> _LIST OF TASKS_
1/ In the account of Diana Aguilar's Covid-19 illness, on what date was she diagnosed with the virus?
2/ Copy word for word the passage of the account of Diana Aguilar's Covid-19 illness, starting with "She was struggling" and going on through "undergone the procedure.".

Her fever hit 105 degrees. In her delirium, Diana Aguilar was sure the strangers hovering over her, in their masks and gowns, were angels before they morphed into menacing aliens. As a doctor prepared to slide a ventilator tube down her throat, all she remembers thinking was: “I cannot breathe. I have no air. I give up, I give up.”

Aguilar, in the throes of Covid-19, was starting her 10-day descent into ventilator limbo. The mechanical device to which her tube was attached is coveted for its ability to push life-saving oxygen deep into damaged lungs. Yet it also is feared and reviled for the damage it inflicts — and for the slim odds of survival it affords. Aguilar wasn’t aware of any of that, yet she sensed this could be the end. She whispered her goodbyes to her husband, son and daughter, none of whom were anywhere nearby, and then she prayed to God in her native Spanish.

“You’re going to be fine,” a voice reassured her. “Start counting now; one, two…”

The voice belonged to an an anesthesiologist, the last she heard before drifting off. Diana was diagnosed with Covid-19 on March 18, the day she arrived in the emergency room at Robert Wood Johnson University Hospital Somerset in Somerville, New Jersey. The virus had already been ravaging her body for weeks, infecting the tiny cells in her lungs that deliver oxygen to her blood.

She was struggling to breathe, and every inch of her body ached as she felt it failing. And then came the intubation, a last-resort intervention to save her life. It’s an awful moment for each of the many thousands of patients who are estimated to have undergone the procedure.

> _DATA SHOWN_
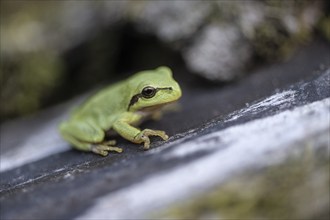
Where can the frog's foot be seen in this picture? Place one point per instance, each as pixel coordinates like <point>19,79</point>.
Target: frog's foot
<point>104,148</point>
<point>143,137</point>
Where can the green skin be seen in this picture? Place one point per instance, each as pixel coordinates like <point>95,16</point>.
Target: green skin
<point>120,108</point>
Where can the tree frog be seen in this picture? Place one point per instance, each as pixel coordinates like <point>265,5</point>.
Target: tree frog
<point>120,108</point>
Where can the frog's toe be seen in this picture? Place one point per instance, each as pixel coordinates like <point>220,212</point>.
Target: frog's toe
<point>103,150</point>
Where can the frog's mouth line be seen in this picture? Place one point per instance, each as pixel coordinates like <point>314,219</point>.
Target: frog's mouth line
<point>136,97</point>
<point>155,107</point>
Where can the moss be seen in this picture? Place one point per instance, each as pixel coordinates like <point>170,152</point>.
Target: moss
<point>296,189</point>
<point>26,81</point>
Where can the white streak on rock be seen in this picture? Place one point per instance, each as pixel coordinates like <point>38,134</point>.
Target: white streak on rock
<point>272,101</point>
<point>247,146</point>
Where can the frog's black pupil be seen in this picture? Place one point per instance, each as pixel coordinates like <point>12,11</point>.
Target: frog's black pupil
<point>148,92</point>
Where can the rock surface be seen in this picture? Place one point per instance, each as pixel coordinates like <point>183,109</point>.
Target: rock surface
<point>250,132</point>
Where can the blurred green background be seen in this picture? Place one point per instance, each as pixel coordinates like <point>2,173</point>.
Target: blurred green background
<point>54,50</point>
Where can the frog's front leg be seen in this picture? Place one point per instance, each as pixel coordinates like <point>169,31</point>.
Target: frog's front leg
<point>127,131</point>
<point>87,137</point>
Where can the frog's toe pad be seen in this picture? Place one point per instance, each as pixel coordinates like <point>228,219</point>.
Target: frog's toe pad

> _ANSWERS TO THE PROBLEMS_
1/ March 18

2/
She was struggling to breathe, and every inch of her body ached as she felt it failing. And then came the intubation, a last-resort intervention to save her life. It’s an awful moment for each of the many thousands of patients who are estimated to have undergone the procedure.